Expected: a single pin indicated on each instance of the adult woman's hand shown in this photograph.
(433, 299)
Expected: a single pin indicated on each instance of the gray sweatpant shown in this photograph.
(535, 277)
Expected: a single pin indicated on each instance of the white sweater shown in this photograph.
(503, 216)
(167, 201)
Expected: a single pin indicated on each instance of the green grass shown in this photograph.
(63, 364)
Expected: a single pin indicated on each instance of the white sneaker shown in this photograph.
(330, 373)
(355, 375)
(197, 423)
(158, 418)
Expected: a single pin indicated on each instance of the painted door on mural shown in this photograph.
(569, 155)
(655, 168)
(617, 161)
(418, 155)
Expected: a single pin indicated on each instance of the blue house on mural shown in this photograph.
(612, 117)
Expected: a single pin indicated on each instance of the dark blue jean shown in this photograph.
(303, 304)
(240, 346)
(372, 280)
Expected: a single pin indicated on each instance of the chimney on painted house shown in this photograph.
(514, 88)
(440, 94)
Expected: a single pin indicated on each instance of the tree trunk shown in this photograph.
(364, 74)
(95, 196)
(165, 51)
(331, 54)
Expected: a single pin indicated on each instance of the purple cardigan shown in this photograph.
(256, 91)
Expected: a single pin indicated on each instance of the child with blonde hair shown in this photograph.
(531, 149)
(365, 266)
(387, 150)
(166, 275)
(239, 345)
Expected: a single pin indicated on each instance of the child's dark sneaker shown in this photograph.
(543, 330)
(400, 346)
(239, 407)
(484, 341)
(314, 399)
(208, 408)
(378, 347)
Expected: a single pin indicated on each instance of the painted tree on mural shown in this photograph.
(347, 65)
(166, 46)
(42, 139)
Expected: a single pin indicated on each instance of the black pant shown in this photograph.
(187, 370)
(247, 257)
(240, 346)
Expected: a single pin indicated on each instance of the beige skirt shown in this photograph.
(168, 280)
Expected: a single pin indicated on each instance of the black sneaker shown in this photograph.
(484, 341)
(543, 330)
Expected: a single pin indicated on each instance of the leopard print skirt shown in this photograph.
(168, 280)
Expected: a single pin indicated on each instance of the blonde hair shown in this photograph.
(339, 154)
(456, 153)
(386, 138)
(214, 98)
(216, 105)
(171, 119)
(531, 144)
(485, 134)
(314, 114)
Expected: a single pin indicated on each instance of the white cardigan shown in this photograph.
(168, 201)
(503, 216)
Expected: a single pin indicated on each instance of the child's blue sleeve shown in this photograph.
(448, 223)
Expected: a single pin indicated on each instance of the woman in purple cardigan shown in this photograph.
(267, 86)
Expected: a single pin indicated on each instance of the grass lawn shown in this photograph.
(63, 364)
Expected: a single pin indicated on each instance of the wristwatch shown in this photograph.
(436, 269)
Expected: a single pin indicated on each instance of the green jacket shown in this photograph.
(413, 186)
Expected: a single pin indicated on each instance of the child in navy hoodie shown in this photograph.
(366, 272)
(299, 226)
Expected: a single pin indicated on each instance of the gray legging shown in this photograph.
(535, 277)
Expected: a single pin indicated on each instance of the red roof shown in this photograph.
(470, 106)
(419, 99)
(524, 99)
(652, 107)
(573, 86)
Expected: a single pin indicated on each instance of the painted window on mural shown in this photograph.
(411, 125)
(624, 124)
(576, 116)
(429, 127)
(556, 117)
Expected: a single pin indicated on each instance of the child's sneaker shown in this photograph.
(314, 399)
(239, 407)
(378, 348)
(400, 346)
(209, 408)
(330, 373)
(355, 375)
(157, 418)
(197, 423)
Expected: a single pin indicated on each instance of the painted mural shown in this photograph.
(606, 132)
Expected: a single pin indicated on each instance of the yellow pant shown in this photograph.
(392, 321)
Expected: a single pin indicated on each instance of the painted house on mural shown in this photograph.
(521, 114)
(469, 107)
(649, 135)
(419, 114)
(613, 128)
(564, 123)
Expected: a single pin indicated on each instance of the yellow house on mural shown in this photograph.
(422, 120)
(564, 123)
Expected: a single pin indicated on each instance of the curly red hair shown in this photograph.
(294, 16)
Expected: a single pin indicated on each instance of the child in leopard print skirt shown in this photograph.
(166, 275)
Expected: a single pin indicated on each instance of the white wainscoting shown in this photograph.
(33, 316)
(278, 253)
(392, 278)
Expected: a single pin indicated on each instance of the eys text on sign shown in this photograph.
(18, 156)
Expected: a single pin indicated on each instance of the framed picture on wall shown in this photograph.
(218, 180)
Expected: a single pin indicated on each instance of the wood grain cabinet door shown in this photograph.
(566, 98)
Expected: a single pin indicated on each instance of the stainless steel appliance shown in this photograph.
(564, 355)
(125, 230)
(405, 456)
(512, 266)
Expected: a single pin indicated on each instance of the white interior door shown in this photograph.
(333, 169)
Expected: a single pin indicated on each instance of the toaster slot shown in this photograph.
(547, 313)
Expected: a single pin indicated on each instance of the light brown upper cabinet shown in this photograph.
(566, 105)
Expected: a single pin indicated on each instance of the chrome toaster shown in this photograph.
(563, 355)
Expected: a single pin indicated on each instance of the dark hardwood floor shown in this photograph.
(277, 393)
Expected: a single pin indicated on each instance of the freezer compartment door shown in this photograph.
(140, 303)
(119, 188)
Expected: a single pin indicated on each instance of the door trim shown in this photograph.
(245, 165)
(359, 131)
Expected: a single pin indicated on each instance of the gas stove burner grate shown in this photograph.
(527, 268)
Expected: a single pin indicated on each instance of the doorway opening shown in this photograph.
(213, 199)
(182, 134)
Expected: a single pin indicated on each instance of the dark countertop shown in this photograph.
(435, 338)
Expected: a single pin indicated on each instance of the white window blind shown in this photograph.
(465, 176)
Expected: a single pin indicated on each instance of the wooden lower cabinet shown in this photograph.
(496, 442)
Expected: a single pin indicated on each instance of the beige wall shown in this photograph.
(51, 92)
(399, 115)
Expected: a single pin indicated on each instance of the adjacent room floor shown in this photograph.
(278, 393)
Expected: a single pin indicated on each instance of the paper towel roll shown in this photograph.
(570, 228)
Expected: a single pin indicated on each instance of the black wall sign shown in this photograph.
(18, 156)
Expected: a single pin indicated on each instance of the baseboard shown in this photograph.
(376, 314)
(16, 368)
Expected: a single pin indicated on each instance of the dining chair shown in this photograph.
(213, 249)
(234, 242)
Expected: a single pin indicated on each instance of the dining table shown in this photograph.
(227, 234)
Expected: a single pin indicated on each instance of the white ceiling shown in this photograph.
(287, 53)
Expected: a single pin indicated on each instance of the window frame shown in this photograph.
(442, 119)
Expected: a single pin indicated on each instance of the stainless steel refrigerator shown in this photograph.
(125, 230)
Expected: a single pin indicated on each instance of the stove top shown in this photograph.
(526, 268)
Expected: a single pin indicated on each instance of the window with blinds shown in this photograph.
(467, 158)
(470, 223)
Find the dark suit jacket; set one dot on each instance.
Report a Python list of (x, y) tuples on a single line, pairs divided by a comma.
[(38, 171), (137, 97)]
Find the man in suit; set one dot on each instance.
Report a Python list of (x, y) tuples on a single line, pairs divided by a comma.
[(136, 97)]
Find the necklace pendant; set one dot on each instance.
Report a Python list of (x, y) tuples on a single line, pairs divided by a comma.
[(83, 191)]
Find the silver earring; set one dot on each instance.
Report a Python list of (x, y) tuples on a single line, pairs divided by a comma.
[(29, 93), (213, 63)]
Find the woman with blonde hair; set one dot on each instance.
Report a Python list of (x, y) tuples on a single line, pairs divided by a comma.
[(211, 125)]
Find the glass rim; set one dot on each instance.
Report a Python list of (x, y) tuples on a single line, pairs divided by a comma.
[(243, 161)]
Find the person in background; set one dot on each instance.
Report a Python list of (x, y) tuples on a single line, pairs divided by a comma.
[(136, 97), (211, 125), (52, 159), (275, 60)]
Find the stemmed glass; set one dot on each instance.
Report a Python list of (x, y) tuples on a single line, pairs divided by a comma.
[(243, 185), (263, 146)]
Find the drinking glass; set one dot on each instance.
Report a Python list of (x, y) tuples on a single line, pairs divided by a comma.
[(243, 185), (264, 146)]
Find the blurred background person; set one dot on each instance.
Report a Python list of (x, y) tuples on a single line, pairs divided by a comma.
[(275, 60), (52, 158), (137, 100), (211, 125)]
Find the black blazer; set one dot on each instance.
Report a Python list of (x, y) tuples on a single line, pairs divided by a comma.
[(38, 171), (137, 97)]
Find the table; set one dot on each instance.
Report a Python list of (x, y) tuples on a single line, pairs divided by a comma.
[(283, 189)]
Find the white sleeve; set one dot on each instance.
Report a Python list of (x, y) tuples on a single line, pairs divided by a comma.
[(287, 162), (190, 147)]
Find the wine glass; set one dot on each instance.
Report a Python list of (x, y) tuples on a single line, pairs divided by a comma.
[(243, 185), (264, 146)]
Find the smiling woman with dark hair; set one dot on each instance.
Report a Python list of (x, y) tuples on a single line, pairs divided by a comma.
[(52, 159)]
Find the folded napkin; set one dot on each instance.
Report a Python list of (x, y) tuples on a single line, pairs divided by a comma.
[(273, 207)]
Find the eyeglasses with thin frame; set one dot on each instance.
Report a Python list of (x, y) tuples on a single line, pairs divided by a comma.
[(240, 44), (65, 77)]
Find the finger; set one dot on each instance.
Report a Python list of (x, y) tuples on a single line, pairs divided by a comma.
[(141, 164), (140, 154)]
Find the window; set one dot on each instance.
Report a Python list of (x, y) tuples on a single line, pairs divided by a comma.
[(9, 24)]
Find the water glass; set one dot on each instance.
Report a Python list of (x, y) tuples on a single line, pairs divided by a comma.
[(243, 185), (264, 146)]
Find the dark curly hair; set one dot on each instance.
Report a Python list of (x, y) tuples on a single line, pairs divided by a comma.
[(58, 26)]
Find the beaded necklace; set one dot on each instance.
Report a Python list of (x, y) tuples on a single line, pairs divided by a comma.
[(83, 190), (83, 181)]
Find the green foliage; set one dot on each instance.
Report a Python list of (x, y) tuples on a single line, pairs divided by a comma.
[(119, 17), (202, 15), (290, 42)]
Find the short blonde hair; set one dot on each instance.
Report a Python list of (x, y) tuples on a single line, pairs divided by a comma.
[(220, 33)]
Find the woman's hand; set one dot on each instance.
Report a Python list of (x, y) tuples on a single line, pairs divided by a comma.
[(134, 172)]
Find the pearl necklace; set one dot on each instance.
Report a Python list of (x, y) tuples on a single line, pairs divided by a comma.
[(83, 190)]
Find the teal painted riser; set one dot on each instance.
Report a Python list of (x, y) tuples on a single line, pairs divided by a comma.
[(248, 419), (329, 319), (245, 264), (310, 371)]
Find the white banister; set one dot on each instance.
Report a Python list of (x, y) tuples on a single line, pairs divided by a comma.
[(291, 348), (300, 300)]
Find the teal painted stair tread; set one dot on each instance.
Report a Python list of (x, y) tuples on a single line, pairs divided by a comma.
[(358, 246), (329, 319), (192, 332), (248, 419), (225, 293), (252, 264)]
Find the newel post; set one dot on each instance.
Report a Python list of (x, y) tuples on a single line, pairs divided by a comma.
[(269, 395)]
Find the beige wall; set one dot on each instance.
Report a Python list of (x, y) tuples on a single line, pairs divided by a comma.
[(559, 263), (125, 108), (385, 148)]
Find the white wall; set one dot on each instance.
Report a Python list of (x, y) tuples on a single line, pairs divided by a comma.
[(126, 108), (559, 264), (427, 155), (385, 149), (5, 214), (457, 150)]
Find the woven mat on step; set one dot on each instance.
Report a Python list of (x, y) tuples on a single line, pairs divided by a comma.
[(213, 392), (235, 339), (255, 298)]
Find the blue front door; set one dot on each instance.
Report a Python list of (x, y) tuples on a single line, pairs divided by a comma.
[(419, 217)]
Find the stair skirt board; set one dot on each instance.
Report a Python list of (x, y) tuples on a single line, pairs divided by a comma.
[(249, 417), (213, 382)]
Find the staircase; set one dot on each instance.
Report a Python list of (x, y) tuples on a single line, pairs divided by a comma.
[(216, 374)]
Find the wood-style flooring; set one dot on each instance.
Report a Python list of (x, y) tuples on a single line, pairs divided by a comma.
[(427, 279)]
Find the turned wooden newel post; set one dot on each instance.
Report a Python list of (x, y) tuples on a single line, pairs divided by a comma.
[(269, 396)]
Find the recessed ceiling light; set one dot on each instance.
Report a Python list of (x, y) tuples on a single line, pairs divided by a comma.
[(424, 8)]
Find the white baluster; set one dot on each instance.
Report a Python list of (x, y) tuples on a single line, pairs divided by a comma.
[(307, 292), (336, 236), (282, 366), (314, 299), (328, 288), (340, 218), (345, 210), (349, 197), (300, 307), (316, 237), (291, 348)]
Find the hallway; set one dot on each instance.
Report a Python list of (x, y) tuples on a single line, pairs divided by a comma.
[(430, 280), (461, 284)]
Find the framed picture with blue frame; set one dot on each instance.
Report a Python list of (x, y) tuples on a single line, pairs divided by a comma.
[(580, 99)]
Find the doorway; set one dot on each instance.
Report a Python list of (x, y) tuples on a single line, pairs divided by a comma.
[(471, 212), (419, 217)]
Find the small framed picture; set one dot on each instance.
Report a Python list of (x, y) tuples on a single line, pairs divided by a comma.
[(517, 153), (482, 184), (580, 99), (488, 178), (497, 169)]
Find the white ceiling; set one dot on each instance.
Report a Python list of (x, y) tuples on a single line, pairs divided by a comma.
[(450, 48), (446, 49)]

» Directions for this task:
Can you copy out the records exactly, everything from the line containing "Find the white baluster;" down to the line containing "[(517, 153), (482, 184), (580, 99), (488, 178), (497, 169)]", both of those lines included?

» Output for this task:
Find the white baluster; set one dot on each instance.
Report a Python list of (x, y) tuples on a single line, pairs divided by a comma.
[(307, 292), (336, 236), (282, 366), (314, 299), (328, 288), (340, 218), (345, 210), (349, 197), (300, 307), (316, 237), (291, 348)]
Find the hallway; set one dot on each instance.
Report a Python list of (x, y) tuples on a single line, pairs divided by a comma.
[(430, 280), (461, 284)]
Find the framed picture with blue frame; set one dot on each instance.
Report a Python list of (x, y) tuples on a single line, pairs divided by a comma.
[(580, 99)]
Find the doorway; set one dot on each instance.
Report a Python list of (x, y) tuples on a single line, pairs divided by a comma.
[(471, 212), (419, 217)]
Find the small framed picture; set one dot on each instance.
Report a Python list of (x, y) tuples on a single line, pairs divided by a comma.
[(517, 153), (482, 184), (580, 99), (488, 178), (497, 169)]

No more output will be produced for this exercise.